■ EXTRACT TO READ
Industrial design students exploring pasta shapes for a project on 3D printed pasta (courtesy Amanda Huynh)
Industrial design students exploring pasta shapes for a project on 3D printed pasta (courtesy Amanda Huynh)

This range of actions, from informal meals to research projects, was in the vision for the project from the start, with issues like food waste, community building, and social innovation all part of a goal of using food not only as a material but as a form of communication. Its design is streamlined to be flexible for these diverse needs, providing countertop burners, a vertical surface to hang pots and pans or other items, and storage below, with wooden wings lifting up for more surface space or folding down for ease of transportation on its wheels.

While the pandemic delayed its building until the woodshop facilities were again open on campus, it was finally constructed in the fall of 2020 by Huynh with Research Assistant Kai Wen Chuang, BID ’20. Its completion coincided with a time when opportunities for outdoor gatherings and safely sharing community moments were more important than ever.

■ EXTRACTED DATA

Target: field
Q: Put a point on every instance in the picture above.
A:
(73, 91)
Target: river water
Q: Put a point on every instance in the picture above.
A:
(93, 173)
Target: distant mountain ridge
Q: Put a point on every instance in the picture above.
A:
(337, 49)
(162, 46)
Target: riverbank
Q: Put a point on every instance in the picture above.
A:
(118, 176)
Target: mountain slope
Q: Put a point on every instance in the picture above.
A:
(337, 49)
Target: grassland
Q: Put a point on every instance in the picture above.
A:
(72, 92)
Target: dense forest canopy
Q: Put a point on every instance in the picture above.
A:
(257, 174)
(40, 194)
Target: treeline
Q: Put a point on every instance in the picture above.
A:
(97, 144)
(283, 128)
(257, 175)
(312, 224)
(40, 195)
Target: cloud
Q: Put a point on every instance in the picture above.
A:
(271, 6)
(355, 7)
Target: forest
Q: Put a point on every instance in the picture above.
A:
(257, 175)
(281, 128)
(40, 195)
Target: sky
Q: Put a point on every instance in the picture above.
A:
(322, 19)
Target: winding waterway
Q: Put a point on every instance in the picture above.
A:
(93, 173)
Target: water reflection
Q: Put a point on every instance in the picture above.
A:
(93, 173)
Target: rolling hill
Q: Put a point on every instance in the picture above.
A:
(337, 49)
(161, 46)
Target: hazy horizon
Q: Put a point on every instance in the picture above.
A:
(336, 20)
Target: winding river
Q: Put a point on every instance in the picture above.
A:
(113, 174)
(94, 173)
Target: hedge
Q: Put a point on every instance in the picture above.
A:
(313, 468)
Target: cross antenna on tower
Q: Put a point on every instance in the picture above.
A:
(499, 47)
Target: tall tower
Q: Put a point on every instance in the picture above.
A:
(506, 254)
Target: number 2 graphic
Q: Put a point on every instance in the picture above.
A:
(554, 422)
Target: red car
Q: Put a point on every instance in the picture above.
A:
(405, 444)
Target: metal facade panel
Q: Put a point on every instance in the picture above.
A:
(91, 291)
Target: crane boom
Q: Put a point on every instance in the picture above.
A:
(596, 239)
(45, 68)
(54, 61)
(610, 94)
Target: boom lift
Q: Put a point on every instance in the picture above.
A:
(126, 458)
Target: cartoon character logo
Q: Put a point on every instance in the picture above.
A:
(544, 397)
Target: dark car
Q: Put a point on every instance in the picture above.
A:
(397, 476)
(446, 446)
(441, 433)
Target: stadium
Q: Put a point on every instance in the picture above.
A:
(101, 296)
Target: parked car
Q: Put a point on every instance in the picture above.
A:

■ TASK DESCRIPTION
Write out the entire text about the food project above, word for word.

■ SOLVED PROBLEM
Industrial design students exploring pasta shapes for a project on 3D printed pasta (courtesy Amanda Huynh)
Industrial design students exploring pasta shapes for a project on 3D printed pasta (courtesy Amanda Huynh)

This range of actions, from informal meals to research projects, was in the vision for the project from the start, with issues like food waste, community building, and social innovation all part of a goal of using food not only as a material but as a form of communication. Its design is streamlined to be flexible for these diverse needs, providing countertop burners, a vertical surface to hang pots and pans or other items, and storage below, with wooden wings lifting up for more surface space or folding down for ease of transportation on its wheels.

While the pandemic delayed its building until the woodshop facilities were again open on campus, it was finally constructed in the fall of 2020 by Huynh with Research Assistant Kai Wen Chuang, BID ’20. Its completion coincided with a time when opportunities for outdoor gatherings and safely sharing community moments were more important than ever.